We were very lucky to have an amazing friend in Ross, who loaned me his bobcat loader for 6 weeks, so I was able to do a lot of the work myself. In fact, we had almost finished our clean-up before others around us had even started, and we had our plans passed by Council and begun the site works for building the new pottery before the State Government organised clean-up team arrived in the Village. We were all done with cleaning by that stage, as it was half a year on.



So we have been so very lucky, we are blessed with good friends and resilient spirits. We are also so lucky that my fire protection sprinkler system worked so well under pressure. So I saved the house. I’m fully aware that there are others out there in the village who lost their homes are are still struggling. To them I send my best wishes!
I have to admit that I was a bit depressed after the fire, especially as this was the third time that we had been burnt out. I found that I was finding it hard to get up in the mornings, faced with such an enormously overwhelming task in front of me. Thankfully, my 2 best friends turned up as soon as the lock-down/curfew was lifted.  Len Smith and then Warren Hogden and his partner Trudie turned up and spent the last of their Xmas holidays working here with us to get us started on the clean-up. I would have been months getting to that stage without their encouragement, inspiration and enthusiasm. Thank you! I thought that it would take me a year to rebuild, as that is how long it took me back in 1983/84, but I was so much younger then. It has taken us 20 months to get back to this stage so far, and I can’t see how I could have done it any quicker.
On a brighter note. It is one year now since we planted the new orchard and it’s grown well. The earliest varieties of fruit trees are already in flower and looking good. The orchard and the garden have really lifted my spirits. 



The bees are working hard and the clover has taken well and established itself in the nutrient rich, charcoal and ash fortified top soil that we spent 45 years mulching with our compost.
So back in the pottery I made a wooden stool from firewood sticks. The seat slab ‘roundel’ already had a shrinkage crack in it from the seasoning out in the weather. It broke on the 3rd day and a big piece split out. I glued it back together and reinforced it with a long section of brass threaded boker bar. I think that it should last more than 3 days this time?


I also made 3 more stools, for the other older shimpos from other big bits of wooden slabs that survived the fire. Most of them were in the part of the barn that I saved, and so didn’t burn. Every stick of timber out side in the yard and other sheds all went up. There wasn’t anything left to burn on the ground. We are safe from another fire this summer in our blackened moonscape of a back yard. Some of the more resilient eucalypts have sprouted new branches from epicormic buds, and some others that were more severely affected and were killed, have shot from the lignotuber. Everything else is standing dead, just blackened trunks. However, it’s been a wet year and the new regrowth of wattles and grasses are turning the bush greener again.
━━━━━━━━━━━━━━━━━━━━
GOAL 1 | Please output the part of the fire recovery account above word for word, starting at "I also made" and ending at "bush greener again.".
GOAL 2 | Extend the fire recovery account above with the part that comes after its final sentence.

DATA LINES |
━━━━━━━━━━━━━━━━━━━━
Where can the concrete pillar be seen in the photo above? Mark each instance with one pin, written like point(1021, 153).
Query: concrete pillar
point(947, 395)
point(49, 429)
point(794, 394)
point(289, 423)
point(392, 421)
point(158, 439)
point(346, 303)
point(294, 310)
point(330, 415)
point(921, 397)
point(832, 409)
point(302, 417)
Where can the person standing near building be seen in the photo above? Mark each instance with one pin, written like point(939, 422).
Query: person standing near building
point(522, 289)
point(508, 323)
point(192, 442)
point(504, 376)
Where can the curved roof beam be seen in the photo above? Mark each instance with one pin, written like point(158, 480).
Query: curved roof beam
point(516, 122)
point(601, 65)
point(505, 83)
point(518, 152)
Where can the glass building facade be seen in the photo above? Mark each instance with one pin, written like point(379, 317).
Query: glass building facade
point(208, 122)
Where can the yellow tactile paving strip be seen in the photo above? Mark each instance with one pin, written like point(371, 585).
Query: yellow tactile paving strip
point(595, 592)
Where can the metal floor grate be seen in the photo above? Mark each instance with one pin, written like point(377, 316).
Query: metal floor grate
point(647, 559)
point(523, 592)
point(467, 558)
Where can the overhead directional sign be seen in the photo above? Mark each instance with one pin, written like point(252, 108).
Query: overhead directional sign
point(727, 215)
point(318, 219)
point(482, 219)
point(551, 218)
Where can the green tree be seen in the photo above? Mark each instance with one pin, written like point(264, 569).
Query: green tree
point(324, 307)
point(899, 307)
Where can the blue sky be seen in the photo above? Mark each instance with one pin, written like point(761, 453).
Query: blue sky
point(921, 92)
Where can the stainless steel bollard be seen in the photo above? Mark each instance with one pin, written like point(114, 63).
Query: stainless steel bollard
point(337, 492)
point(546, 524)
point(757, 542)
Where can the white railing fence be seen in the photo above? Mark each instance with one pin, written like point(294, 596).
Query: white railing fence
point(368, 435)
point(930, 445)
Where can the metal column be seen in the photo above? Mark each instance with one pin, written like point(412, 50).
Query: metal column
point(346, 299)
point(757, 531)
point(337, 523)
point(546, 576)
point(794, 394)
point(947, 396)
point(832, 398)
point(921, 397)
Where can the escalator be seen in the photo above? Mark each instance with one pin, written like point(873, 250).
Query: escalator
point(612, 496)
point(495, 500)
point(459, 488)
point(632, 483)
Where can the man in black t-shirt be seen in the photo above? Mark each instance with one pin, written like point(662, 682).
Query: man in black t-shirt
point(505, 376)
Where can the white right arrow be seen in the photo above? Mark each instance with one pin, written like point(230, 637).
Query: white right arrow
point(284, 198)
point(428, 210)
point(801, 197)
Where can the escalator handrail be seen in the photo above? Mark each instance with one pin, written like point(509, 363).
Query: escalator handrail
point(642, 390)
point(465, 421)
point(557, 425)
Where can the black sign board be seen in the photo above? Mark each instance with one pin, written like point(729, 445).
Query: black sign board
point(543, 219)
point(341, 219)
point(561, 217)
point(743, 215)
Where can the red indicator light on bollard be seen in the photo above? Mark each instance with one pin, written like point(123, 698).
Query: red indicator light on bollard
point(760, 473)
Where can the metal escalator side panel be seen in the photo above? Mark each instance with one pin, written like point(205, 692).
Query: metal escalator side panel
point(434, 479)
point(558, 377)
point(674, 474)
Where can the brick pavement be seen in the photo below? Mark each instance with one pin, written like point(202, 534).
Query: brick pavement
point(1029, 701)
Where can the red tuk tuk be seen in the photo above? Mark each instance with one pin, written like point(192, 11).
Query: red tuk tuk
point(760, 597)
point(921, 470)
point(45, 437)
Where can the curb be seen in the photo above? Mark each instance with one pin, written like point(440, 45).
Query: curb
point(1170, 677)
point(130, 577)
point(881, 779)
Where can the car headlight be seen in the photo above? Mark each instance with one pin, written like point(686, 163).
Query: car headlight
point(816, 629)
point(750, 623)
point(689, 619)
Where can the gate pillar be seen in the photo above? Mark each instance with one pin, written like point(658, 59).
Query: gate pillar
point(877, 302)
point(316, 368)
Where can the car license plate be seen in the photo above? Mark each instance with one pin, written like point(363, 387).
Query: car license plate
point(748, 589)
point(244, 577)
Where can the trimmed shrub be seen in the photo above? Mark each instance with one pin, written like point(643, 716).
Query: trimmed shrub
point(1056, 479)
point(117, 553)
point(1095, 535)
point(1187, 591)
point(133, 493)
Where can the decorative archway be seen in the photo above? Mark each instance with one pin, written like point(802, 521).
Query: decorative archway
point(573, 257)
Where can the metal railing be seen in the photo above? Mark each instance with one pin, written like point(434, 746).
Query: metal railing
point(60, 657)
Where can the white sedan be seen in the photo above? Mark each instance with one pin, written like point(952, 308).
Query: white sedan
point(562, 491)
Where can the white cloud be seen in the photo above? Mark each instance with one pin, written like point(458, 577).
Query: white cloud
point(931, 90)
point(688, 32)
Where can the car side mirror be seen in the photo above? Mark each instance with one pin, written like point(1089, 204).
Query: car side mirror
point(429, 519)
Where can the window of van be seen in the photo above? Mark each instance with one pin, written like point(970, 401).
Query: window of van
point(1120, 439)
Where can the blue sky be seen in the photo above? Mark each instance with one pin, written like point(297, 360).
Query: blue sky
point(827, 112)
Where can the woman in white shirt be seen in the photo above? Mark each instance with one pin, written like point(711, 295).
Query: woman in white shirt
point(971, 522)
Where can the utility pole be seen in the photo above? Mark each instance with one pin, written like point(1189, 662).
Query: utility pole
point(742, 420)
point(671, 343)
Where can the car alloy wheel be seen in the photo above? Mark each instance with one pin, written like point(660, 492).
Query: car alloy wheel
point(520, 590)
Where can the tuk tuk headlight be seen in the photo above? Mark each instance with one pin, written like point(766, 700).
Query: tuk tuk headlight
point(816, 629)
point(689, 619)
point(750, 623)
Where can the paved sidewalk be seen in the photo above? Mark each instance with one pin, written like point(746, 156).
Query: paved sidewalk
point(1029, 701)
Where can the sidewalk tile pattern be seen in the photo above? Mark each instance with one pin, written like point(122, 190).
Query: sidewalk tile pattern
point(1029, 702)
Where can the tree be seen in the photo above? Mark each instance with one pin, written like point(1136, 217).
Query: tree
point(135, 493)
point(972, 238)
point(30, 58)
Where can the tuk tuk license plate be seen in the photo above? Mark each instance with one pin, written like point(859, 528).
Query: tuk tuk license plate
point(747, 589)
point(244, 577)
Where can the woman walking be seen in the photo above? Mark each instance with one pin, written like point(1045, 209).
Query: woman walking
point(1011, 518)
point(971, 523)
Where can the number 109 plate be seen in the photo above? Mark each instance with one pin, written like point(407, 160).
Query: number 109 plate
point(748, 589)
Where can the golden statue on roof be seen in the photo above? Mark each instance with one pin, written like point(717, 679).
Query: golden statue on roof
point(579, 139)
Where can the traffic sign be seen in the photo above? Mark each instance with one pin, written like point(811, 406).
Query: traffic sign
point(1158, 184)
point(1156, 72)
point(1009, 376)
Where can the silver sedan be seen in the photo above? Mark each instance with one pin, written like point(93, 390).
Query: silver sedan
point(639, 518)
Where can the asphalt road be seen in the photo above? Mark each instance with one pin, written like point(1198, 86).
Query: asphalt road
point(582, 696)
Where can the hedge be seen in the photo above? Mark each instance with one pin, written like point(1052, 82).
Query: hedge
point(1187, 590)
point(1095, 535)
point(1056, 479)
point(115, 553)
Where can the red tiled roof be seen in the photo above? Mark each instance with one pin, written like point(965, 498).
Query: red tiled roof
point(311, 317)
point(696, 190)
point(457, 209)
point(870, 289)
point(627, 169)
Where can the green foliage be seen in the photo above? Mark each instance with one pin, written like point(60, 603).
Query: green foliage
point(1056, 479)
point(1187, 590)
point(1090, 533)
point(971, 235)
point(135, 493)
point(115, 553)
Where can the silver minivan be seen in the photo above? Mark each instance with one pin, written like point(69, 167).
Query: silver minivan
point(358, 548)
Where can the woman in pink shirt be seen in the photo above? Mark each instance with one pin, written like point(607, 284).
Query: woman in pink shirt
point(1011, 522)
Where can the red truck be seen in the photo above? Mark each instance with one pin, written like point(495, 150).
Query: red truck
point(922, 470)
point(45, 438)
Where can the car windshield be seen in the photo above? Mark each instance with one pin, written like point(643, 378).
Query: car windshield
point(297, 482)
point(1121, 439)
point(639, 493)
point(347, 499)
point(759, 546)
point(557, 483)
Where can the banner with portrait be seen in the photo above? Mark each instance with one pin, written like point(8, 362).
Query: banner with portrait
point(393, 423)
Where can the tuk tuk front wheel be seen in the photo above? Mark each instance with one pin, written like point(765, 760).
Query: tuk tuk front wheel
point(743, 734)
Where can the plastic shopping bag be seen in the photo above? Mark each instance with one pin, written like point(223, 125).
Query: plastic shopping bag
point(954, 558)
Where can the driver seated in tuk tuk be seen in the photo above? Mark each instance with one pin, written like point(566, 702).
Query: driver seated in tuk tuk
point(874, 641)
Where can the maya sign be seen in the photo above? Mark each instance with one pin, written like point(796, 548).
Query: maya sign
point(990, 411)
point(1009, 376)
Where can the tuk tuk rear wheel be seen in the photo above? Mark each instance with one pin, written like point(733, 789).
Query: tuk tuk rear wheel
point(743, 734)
━━━━━━━━━━━━━━━━━━━━
RESPONSE 1 |
I also made 3 more stools, for the other older shimpos from other big bits of wooden slabs that survived the fire. Most of them were in the part of the barn that I saved, and so didn’t burn. Every stick of timber out side in the yard and other sheds all went up. There wasn’t anything left to burn on the ground. We are safe from another fire this summer in our blackened moonscape of a back yard. Some of the more resilient eucalypts have sprouted new branches from epicormic buds, and some others that were more severely affected and were killed, have shot from the lignotuber. Everything else is standing dead, just blackened trunks. However, it’s been a wet year and the new regrowth of wattles and grasses are turning the bush greener again.

RESPONSE 2 |
I’m pleased that I was able to save the first stool with the idea of running a bolt through it. It’s just a fluke that I had the exact piece of brass threaded bar , complete with brass nuts and washes in the barn as well. As I’m not too sure if I’m allowed to go to the hardware shop at this time, or even if hardware shops are allowed to be open to buy one.



It’s nicely repaired now, and you can’t see the break. 



I made a couple more with lumps of wood that I had in the barn.


Now we should have enough throwing stools to keep us going for some time!I had a text message exchange with a friend about the collective noun for a group of stools. He suggested a fool of stools. I thought that maybe a ‘bio-cycle’ of stools might do, or doos. Then he suggested an excrement of stools, which I though to be pretty appropriate, but maybe a butt of stools?
I have decided to make some mugs to get me started. Janine and I have decided to give everyone who turned up to help us a mug each as a thank you. That should keep me busy for a few weeks. I also decided to make a special series of 100 mugs marked with a large number ‘1’ to indicate that these are the first series of pots to be made in this pottery. The First Edition!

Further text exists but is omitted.